Il faut dire que les conditions de tournage étaient très particulières.

C’était très étrange, mais ça a aidé, finalement, pour ne pas devenir dingue parce qu’on se sentait tellement en sécurité. Par exemple, on a tourné dans ce petit immeuble typique de New York : au sous-sol, mon mari et moi on se préparait, juste tous les deux. On entendait l’équipe technique installer les caméras à l’étage du dessus, ensuite, ils allaient au sixième étage et quelqu’un nous criait : “Vous pouvez monter maintenant !” Quand on arrivait dans l’appartement, il n’y avait plus personne. C’était comme si on avait des souris dans le grenier, on entendait tout ce bruit et dès qu’on entrait dans le décor, c’était vide.

On avait juste un réalisateur ou une réalisatrice avec un masque et une visière de protection, avec nous, chaque jour pour nous donner quelques instructions. Donc c’était vraiment un tournage étrange. Et tous les autres acteurs et actrices filmaient depuis leur propre maison. On leur envoyait des caméras en kits, à installer seul·e·s. Et les instructions se faisaient via Zoom, “OK, mets un peu de poudre ici” ou “bouge un peu cette lumière vers ta droite”. D’une certaine manière, je suis heureuse qu’ils aient utilisé des acteurs et actrices de théâtre parce qu’on est un peu plus habitué·e·s à faire certaines choses nous-mêmes.

“La série de zombies permet de briser les règles”

© Spectrum Originals

Selon vous, quelle est la marque de fabrique de Robert et Michelle King ?

Quand The Good Fight a débuté, on partait dans une toute certaine direction : c’était juste avant l’élection de Donald Trump, et tout le monde pensait qu’Hillary Clinton allait gagner. Donc dès qu’il a été élu, Robert et Michelle ont dû prendre une décision ultra-rapide pour ajuster l’écriture. Ils ont ce talent pour s’adapter instantanément à l’air du temps. Je sais qu’ils arrivent toujours à suivre le chemin en zigzag qu’a pris notre pays ces dernières années, tout en restant pertinents. The Bite, elle, se moque de la façon dont les choses sont représentées. Par exemple, quand le gouvernement réagit face à ce virus, ils disent “et si on l’appelait SUN 9, ça sonne moins menaçant !”, ils mentent sur sa létalité, jouent sur l’ignorance des gens.
################
- [ÉNONCÉ DU PROBLÈME]
Pour chacune des affirmations (a), (b) et (c), indiquez par oui ou par non si elle concorde avec l’extrait, en citant mot pour mot le passage déterminant.
(a) Les autres acteurs et actrices tournaient leurs scènes depuis chez eux.
(b) L’équipe technique restait présente dans l’appartement pendant les prises.
(c) Les consignes destinées aux acteurs à distance étaient transmises par Zoom.
Les enregistrements constituent un matériau indépendant de l’extrait.
################
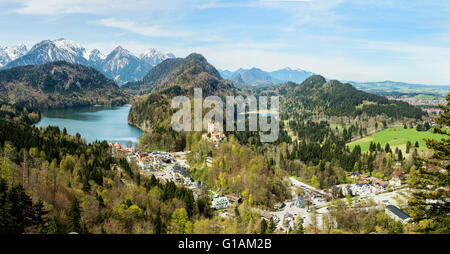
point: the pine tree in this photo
(429, 206)
(263, 228)
(75, 216)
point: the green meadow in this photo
(396, 137)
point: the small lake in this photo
(94, 123)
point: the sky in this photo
(358, 40)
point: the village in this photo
(389, 195)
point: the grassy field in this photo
(396, 137)
(334, 125)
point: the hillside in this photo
(257, 78)
(173, 77)
(58, 84)
(333, 98)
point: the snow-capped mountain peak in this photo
(8, 54)
(153, 56)
(95, 55)
(120, 64)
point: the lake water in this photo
(94, 123)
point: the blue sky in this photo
(364, 40)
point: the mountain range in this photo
(58, 85)
(173, 77)
(256, 77)
(120, 64)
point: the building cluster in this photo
(224, 201)
(213, 134)
(367, 185)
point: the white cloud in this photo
(58, 7)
################
- [RÉSULTAT OBTENU]
(a) Oui : « Et tous les autres acteurs et actrices filmaient depuis leur propre maison. »
(b) Non : « Quand on arrivait dans l’appartement, il n’y avait plus personne. »
(c) Oui : « Et les instructions se faisaient via Zoom »